So clearly it will be many years before a community network is constructed. And there will be many hurdles. We can anticipate setbacks. In general though, the better job the community does of anticipating these issues and addressing them proactively, the less likely they are to occur or become obstacles.

Comments 2

  • So, I’m not sure I understand… You’re saying you’re willing to put 80 grand in to a study that won’t work AND a waste of money… Is there no up side? This is all risk factors.
    Can I ask how much you were paid for this study?
    Did ALL the risk factors outweigh positive? If so by how much?

    Thank you.

    • The city has allocated $30K for a feasibility study and $40K for an engineering study, the second contingent upon a good result from the first. Vendors have submitted bids but it’s been put on hold as the city deals with the coronavirus crisis. If a network is built, it is expected it will be built only if subscribers to the network pay for its upkeep, so there will be no net cost to the city.

Tasks and exercises
a: Rewrite as a short bulleted list the paragraph of the community network text that begins "The city has allocated $30K", keeping its main facts.
b: List every sum of money mentioned in the community network text.
Use only the community network text to complete these.

Dataset entries
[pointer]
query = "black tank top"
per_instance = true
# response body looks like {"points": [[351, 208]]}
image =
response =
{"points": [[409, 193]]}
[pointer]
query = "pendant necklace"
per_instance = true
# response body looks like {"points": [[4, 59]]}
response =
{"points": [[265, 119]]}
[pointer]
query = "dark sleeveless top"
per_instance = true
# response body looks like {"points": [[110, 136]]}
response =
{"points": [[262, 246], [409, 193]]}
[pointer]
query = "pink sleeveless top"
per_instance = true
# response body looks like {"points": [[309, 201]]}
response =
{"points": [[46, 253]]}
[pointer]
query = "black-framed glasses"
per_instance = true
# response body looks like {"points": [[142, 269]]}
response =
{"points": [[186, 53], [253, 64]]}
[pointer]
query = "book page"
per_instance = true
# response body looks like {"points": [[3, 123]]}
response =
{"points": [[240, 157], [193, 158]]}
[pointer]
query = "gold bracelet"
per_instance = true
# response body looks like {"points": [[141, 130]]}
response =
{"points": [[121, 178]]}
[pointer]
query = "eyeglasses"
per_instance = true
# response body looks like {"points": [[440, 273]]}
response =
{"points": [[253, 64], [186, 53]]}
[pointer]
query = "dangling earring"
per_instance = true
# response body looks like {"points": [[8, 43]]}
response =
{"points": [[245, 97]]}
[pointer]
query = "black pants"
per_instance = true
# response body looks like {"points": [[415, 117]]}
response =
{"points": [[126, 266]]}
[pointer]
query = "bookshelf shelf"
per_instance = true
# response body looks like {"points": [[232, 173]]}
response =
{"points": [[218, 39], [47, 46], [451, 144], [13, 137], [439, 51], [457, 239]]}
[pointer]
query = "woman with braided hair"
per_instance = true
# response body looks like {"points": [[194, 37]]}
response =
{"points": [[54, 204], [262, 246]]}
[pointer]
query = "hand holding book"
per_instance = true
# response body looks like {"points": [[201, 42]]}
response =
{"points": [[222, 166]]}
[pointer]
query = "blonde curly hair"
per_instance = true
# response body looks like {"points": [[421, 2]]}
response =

Your responses
a:
- The city set aside $30K for a feasibility study and $40K for an engineering study.
- The engineering study depends on a good result from the feasibility study.
- Vendors have bid, but the work is on hold while the city deals with the coronavirus crisis.
- Any network would be built only if subscribers pay for its upkeep, so the city would bear no net cost.

b:
- 80 grand
- $30K
- $40K